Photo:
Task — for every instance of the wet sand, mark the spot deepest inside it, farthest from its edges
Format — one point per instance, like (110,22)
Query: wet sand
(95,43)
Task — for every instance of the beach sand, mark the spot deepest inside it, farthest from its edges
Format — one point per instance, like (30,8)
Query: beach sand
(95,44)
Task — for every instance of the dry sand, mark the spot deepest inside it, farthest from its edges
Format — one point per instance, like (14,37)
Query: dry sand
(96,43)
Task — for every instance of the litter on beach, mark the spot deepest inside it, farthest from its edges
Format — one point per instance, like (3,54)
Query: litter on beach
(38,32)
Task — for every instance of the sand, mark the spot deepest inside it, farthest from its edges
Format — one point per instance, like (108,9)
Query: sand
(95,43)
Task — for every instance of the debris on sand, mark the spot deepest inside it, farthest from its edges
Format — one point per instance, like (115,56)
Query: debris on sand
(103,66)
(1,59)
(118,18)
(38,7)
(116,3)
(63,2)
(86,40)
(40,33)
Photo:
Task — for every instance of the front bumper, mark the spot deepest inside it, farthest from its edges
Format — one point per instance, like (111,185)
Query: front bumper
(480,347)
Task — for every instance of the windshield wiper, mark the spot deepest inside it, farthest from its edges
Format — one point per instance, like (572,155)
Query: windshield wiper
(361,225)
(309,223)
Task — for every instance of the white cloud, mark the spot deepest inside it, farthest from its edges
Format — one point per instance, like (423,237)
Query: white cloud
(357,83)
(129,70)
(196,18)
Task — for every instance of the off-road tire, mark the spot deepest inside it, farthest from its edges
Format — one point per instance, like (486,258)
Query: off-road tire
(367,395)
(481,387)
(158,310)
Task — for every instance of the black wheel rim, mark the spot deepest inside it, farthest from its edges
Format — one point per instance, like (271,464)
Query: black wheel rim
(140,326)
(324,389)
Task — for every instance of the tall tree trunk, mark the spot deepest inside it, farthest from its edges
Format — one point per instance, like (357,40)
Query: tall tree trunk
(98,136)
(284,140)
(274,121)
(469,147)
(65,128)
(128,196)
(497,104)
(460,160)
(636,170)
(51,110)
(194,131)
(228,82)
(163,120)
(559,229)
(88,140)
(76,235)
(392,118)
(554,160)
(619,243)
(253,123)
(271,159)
☆ ☆ ☆
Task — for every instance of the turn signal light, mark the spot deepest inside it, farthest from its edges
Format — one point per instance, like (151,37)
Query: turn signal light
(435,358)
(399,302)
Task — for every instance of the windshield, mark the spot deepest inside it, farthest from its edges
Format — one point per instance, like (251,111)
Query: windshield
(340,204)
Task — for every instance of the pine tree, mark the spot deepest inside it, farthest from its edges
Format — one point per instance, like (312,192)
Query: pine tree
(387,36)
☆ ☆ ☆
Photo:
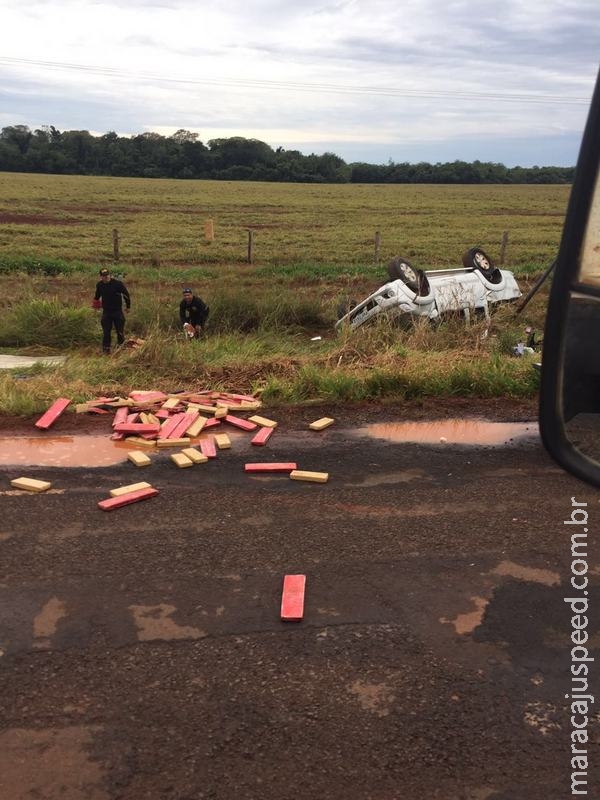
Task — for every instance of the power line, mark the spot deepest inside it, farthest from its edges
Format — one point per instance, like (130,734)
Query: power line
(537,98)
☆ ☆ ☆
DESCRIPTION OF THE TASK — Given the records above, restate word for word only the lines starting at the one with "Task — for every instance of the off-road" and ending at the one with "Task — for every instance of the tall".

ANSWER BOX —
Task — for every instance of the off-road tire, mark the spot deepest inside it, farthest from its edges
Format — one point per instance, like (486,258)
Query: off-road tire
(367,395)
(481,387)
(158,310)
Task — for every instance of the black wheel rim, mark the spot deepest inside it, farthest from its edges
Format — one point per instance, like (271,464)
Query: black wheel rim
(140,326)
(324,389)
Task — for every instance of the tall tree trunk, mark the spot deepest inside it, farthest from its edges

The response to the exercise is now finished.